### Страница
«Моя жизнь — тоже сплошные компромиссы». Бывший радиоведущий Каверин — о бессилии, БАТЭ, где он работал, и свой способ не впасть в депрессию
Экс-радиоведущий Константин Каверин более полугода живет в Варшаве, где с коллегой Людмилой Милославской ведет ютуб-шоу «Обычное утро». О новом для него городе, жизни вокруг белорусских событий и смысле своей работы Каверин рассказал «Нашай Ніве».
«Сказать, что кто-то вне политики — все равно, что назвать его человеком вне гигиены»
«Наша Ніва»: Как сейчас устроена ваша жизнь?
Константин Каверин: Утренний эфир, обед, послеобеденный сон в течение 40—60 минут. Потом чашка кофе и работа — ежедневное погружение в белорусскую повестку. После работы у меня шахматы и сон.
«НН»: Вы довольны тем, что делаете сейчас?
КК: Думаю, да. Понятно, в каких условиях мы работаем, как страшно людям в Беларуси смотреть то, что мы делаем. Тем не менее, они смотрят, у нас растут просмотры и количество подписчиков и лайков, то есть мы нужны и делаем правильное дело — во всяком случае, мне хочется в это верить. Но кажется, что для канала, которому еще нет и года, 20 тысяч подписчиков и ежедневно две тысячи зрителей онлайн — хорошие показатели.

### Задания
1 - Сдвиньте на 149 каждое число в координатах рамок, данных в ответах, в строках разметки областей, начиная с первой строки и заканчивая строкой с «(0, 0), (1280, 712)» включительно. Перепишите все эти строки полностью, не меняя образцы формата и не включая изображения.
2 - Допишите продолжение интервью с Константином Кавериным, начиная сразу после его последней фразы.

(Разметка областей)
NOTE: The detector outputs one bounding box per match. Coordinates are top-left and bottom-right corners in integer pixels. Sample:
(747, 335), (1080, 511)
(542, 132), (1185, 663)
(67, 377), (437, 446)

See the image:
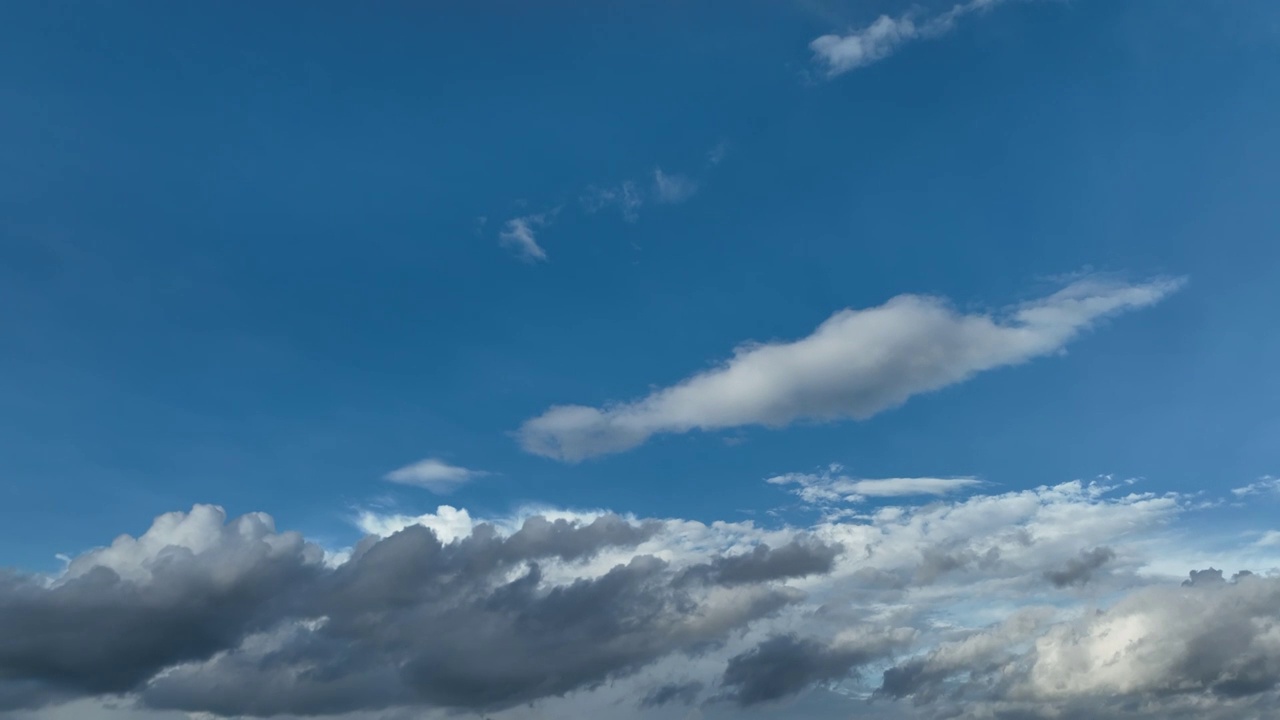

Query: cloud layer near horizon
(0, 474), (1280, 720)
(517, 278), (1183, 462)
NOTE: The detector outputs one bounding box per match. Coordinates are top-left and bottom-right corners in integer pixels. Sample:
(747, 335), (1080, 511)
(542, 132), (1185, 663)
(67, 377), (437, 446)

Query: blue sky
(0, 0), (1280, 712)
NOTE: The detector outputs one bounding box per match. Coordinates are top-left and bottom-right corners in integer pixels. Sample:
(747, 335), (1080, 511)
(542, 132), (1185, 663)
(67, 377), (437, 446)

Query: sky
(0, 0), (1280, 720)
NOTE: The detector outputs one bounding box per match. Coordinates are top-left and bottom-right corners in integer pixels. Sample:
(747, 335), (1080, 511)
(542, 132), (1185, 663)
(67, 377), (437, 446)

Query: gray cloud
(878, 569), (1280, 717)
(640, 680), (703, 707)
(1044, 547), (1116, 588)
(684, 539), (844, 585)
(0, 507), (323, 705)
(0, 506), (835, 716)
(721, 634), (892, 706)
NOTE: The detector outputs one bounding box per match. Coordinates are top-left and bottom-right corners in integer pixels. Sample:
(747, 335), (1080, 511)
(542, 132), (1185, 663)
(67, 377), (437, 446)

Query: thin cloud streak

### Ответы
1 -
NOTE: The detector outputs one bounding box per match. Coordinates are top-left and bottom-right corners in integer pixels. Sample:
(747, 335), (1080, 511)
(542, 132), (1185, 663)
(67, 377), (437, 446)

See the image:

Query: cloud layer near horizon
(149, 623), (1429, 869)
(666, 427), (1332, 611)
NOTE: The detector outputs one bounding box per match. Coordinates are top-left and bottom-right corners in integer pixels. Sample:
(747, 335), (1080, 511)
(542, 132), (1185, 663)
(67, 377), (437, 446)

Query: blue sky
(149, 149), (1429, 861)

2 -
«НН»: Почему в вашей жизни появилась политическая повестка дня? Раньше, насколько знаю, вы не работали с ней так плотно.
КК: Началась война и в стране в полный рост встала диктатура, да и не вижу сейчас причин не оказаться в политической повестке дня. Политика — это же такая вещь, в которой мы живем ежедневно, и сказать, что кто-то вне политики — все равно, что назвать его человеком вне гигиены. Мол, не буду чистить зубы и мыться, ведь я вне гигиены, зачем? Но тогда рано или поздно от тебя начнут отворачиваться люди, и в конце концов ты сам сгниешь.
Сейчас говорят, мол, театр, спорт, живопись — вне политики, но все это — попытки оправдать себя, самообман. Я не мог не оказаться в политической повестке дня, так как в конечном итоге это моя жизнь и моя шкурная заинтересованность, главное, что на меня влияет. Я хочу, например, играть в футбол или писать песни, но меня просто могут посадить в тюрьму за то, что я не так играю в футбол или пишу не те песни. Если у кого-то получается до сих пор быть вне политики, рад за таких людей, но думаю, что рано или поздно политика придет к ним, уже приходит потихоньку.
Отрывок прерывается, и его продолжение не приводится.